Yönerge 1
Kayıtları süzün ve "shirt" kelimesini içeren her satırı kopyalayın.
*** Okuma metni ***
Bizi Takip Edin

ASYA

Gözler Pelosi’nin uçağında

Yayınlanma

ABD Temsilciler Meclisi Başkanı Nancy Pelosi’nin Tayvan ziyaretine saatler kala gerginlik daha da tırmandı. Çin Dışişleri Bakanlığı Sözcüsü Hua Chunying Pelosi’nin Tayvan ziyaretinin gerçekleşmesi halinde ortaya çıkacak sonuçlardan ABD tarafının sorumlu olacağını tekrarladı. Pelosi’nin uçuşu Flightradar aracılığıyla dünyanın dört bir yanından canlı olarak takip ediliyor. Gerginlik öyle bir seviyeye ulaştı ki dünyayı nükleer savaşın eşiğine getiren 1962 Küba Füze Krizi’ne gönderme yapılıyor.

ABD Temsilciler Meclisi Başkanı Pelosi’nin Tayvanı ziyaret edeceğini açıklamasının ardından tarafların Güney Çin Denizi’ndeki askeri hareketliliği üst seviyelere çıktı. Bölgeye iki uçak gemisi konuşlandıran Çin Halk Kurtuluş Ordusu, bugün ayrıca Güney Çin Denizi’nde 6 Ağustos’a kadar devam edecek yeni eğitim tatbikatlarına başladı. Tayvan ordusu askeri hareketliliğini artırıp 4 Ağustos’ta sona erecek tatbikatlara geçerken, USS Ronald Reagan liderliğindeki bir ABD uçak gemisi saldırı grubu da Tayvan yönünde hareket halinde.

Çin Dışişleri Bakanlığı Tayvan ziyareti ile ilgili “tek Çin” ilkesinin tanımladığı “kırmızı çizginin aşılması” uyarısında bulunmasına rağmen Pelosi’nin ziyarette ısrarcı olması ABD-Çin ilişkilerinde gerilime sebep oldu. Pekin ile tam bir dayanışma içerisinde olduğunu duyuran Moskova’dan, “olası bir Tayvan ziyaretiyle bağlantılı her şey tamamen kışkırtıcı niteliktedir” açıklaması geldi. Çinli yetkililer sosyal medyadan 1978 yılında ABD ile Çin arasında imzalanan ortak bildiriyi hatırlattı. Buna göre ABD, Çin Halk Cumhuriyeti’ni tek meşru hükümet olarak tanırken Tayvan ile kültürel, ticari ve resmi olmayan ilişkilere devam edecekti. Ancak ABD bu bildiriyi daha önce de ihlal etti. 1997 yılında dönemin Temsilciler Meclisi Başkanı Newt Gingric Tayvan’ı ziyaret etmişti. Pelosi ise, 25 yıl aradan sonra Tayvan’ı ziyaret eden ilk ABD Temsilciler Meclisi Başkanı olacak.
*** Kayıtlı veriler ***
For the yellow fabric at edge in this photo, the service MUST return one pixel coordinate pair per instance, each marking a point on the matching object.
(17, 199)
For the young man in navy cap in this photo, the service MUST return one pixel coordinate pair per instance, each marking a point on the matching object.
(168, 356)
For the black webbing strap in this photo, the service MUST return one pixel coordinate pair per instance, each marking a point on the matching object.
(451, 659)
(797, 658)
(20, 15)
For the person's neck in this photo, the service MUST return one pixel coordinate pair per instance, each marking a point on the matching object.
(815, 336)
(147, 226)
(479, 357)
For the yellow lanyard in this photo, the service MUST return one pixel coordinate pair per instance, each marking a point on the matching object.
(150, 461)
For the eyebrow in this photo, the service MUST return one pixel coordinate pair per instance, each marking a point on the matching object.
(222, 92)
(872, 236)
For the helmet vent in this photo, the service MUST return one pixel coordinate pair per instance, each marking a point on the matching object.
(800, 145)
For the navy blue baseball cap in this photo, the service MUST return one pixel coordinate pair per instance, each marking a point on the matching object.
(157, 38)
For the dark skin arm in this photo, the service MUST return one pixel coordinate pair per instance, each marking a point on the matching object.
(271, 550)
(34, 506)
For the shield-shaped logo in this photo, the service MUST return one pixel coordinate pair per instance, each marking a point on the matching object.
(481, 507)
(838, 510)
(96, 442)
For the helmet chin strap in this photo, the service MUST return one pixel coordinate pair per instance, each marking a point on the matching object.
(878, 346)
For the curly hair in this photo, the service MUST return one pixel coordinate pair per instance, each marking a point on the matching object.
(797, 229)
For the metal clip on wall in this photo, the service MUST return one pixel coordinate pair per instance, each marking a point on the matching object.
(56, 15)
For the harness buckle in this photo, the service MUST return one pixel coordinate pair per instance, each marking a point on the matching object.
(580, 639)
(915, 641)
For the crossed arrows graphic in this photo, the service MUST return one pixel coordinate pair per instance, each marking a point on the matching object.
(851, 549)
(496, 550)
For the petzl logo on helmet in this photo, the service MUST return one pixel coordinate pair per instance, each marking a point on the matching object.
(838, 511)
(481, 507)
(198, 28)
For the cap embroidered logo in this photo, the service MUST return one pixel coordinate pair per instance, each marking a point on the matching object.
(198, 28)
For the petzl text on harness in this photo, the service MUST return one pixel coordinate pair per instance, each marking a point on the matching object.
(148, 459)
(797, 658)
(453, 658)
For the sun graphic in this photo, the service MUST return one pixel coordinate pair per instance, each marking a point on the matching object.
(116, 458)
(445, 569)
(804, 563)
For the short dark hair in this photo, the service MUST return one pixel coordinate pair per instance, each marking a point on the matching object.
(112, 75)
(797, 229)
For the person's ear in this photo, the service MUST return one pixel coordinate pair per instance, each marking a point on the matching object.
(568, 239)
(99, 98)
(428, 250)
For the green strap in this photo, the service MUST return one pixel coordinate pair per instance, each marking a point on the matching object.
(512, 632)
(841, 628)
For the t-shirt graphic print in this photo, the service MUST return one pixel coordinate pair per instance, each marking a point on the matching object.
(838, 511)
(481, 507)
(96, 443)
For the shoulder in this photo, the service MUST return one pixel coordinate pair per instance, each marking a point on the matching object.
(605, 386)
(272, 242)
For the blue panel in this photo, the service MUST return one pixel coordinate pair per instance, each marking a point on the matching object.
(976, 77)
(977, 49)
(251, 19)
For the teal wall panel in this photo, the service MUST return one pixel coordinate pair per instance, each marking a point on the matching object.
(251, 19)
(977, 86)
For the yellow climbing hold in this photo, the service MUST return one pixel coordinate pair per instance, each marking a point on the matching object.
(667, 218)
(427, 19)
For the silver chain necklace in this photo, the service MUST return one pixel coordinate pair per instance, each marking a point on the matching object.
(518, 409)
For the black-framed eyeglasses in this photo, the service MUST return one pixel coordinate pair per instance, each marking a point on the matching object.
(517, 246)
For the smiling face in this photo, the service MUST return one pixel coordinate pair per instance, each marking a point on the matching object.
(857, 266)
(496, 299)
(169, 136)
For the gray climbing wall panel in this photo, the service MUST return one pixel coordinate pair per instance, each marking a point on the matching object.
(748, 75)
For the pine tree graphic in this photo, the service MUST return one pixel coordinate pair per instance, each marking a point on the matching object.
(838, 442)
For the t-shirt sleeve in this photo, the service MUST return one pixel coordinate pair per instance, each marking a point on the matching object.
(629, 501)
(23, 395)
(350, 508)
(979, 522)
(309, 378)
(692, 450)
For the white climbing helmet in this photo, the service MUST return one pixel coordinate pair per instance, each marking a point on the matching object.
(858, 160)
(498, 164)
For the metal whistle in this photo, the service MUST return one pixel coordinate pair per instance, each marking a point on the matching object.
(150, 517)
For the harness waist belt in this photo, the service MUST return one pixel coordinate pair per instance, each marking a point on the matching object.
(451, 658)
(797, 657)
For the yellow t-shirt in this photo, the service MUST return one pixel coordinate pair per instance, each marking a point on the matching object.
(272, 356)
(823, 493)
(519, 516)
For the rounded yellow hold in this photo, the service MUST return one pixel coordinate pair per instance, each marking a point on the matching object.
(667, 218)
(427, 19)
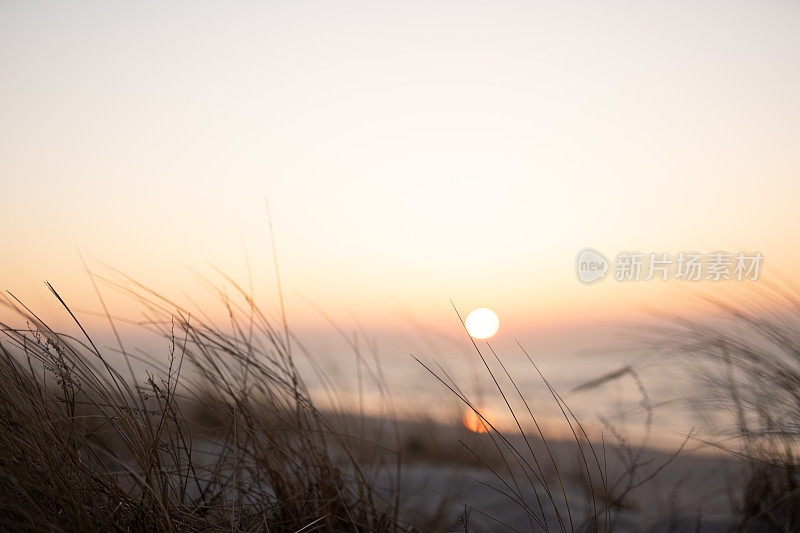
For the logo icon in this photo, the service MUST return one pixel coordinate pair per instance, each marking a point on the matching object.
(591, 265)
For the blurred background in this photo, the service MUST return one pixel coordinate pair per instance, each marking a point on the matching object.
(412, 153)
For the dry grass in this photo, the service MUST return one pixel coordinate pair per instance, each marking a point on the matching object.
(221, 433)
(237, 444)
(748, 360)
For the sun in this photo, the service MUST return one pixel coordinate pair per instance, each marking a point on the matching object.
(482, 323)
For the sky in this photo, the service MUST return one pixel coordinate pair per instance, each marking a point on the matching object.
(412, 152)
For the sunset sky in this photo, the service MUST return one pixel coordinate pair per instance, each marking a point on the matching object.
(412, 152)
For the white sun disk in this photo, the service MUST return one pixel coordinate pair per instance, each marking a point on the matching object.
(482, 323)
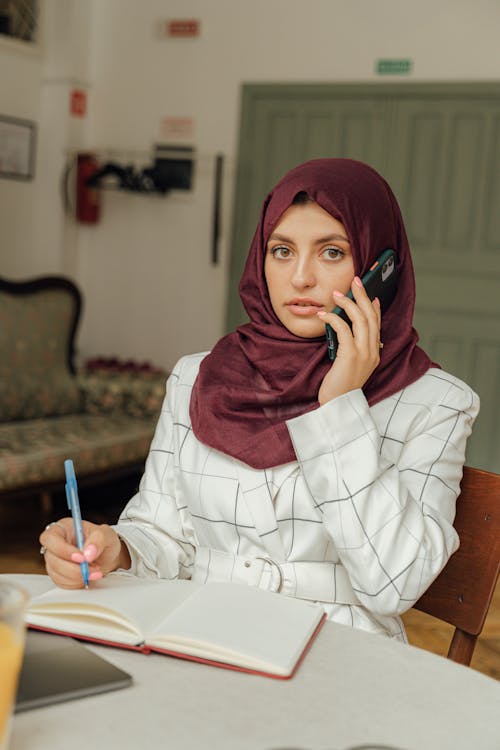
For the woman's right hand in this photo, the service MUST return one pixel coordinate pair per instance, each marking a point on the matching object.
(103, 551)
***
Yönerge 2
Pelosi'nin Tayvan ziyaretiyle ilgili haberin devamını yazın.

Yazılı yanıt 1
For the t-shirt graphic print in this photo, the service MUST return one pixel coordinate pair per instance, each marking a point on the matching object.
For the t-shirt sleeve in this photo, the service MUST return one pixel coordinate pair per instance, each marking a point on the matching object.
For the yellow t-shirt in this photo, the service MUST return one pixel coordinate pair per instance, each marking a point on the matching object.

Yazılı yanıt 2
‘Tek Çin’ İlkesi

Pekin, 1949 yılında Çin Komünist Partisi’nin (ÇKP) iktidarı ele alarak Çin Halk Cumhuriyeti’nin kuruluşunu ilan etmesinden bu yana “tek Çin” siyasetini benimsiyor ve Tayvan Adası’nı bir parçası olarak kabul ediyor. Pekin’in  hedefi Hong Kong’da olduğu gibi Tayvan’da da “tek ülke, iki sistem” siyasetini uygulamak. ÇKP, uluslararası toplumda Tayvan’ın diplomatik tanınmasına karşı çıkıyor. Birleşmiş Milletler (BM) üyeleri 1971’de Çin Halk Cumhuriyetini tanıdıklarında “tek Çin” ilkesini kabul ettiler. Dolayısıyla Tayvan, ayrı bir ülke olarak BM tarafından tanınmıyor. Resmi olarak Washington da Tayvan’ı ayrı bir ülke olarak tanımamasına rağmen, Çin’in Tayvan’ı işgal edeceği söylemi üzerinden Tayvan’ı silahlandırarak hem Pekin’e karşı kışkırtıyor hem de bölgedeki askeri üssü olarak kullanıyor.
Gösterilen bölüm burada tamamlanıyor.